*Action item*
Repeat the stretch of entries below from the line with "box: [62, 12, 94, 19]" through the line with "rough mask: <svg". Include both ends and add nothing.

Saved data entries:
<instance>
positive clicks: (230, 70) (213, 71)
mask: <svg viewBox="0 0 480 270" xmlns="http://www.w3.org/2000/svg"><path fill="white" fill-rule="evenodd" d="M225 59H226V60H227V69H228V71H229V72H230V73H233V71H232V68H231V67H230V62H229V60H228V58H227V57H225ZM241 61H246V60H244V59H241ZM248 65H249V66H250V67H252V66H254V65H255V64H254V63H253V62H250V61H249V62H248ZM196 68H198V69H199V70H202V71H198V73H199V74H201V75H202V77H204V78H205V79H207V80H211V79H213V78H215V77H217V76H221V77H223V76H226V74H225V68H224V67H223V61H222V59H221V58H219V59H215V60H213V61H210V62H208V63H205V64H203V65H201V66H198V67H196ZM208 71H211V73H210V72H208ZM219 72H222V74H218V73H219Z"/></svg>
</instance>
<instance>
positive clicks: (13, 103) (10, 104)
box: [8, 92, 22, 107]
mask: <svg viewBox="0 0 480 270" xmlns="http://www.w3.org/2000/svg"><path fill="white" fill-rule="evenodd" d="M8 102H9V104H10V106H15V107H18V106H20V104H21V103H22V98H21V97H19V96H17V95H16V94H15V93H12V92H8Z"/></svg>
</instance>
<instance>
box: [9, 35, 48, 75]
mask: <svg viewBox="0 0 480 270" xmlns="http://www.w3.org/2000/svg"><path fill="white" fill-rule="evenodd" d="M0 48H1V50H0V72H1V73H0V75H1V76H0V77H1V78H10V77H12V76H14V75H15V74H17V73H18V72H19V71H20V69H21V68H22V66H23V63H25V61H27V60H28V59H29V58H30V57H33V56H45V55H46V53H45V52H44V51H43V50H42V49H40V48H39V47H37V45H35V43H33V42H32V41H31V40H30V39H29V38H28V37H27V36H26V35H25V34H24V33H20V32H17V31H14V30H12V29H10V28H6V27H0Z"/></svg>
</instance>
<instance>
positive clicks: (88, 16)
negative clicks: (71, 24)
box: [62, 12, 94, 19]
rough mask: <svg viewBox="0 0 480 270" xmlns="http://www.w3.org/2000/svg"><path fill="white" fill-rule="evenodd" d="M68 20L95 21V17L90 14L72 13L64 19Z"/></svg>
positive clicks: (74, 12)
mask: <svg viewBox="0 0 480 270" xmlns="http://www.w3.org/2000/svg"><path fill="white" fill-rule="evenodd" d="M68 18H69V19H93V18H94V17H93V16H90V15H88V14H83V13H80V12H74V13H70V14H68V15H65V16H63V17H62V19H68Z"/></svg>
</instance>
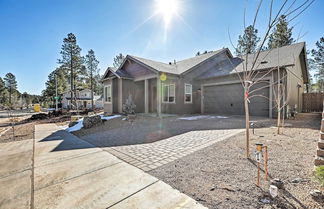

*Answer box*
box: [62, 12, 94, 19]
rough mask: <svg viewBox="0 0 480 270" xmlns="http://www.w3.org/2000/svg"><path fill="white" fill-rule="evenodd" d="M68 20L95 21V17L90 14L72 13L64 19Z"/></svg>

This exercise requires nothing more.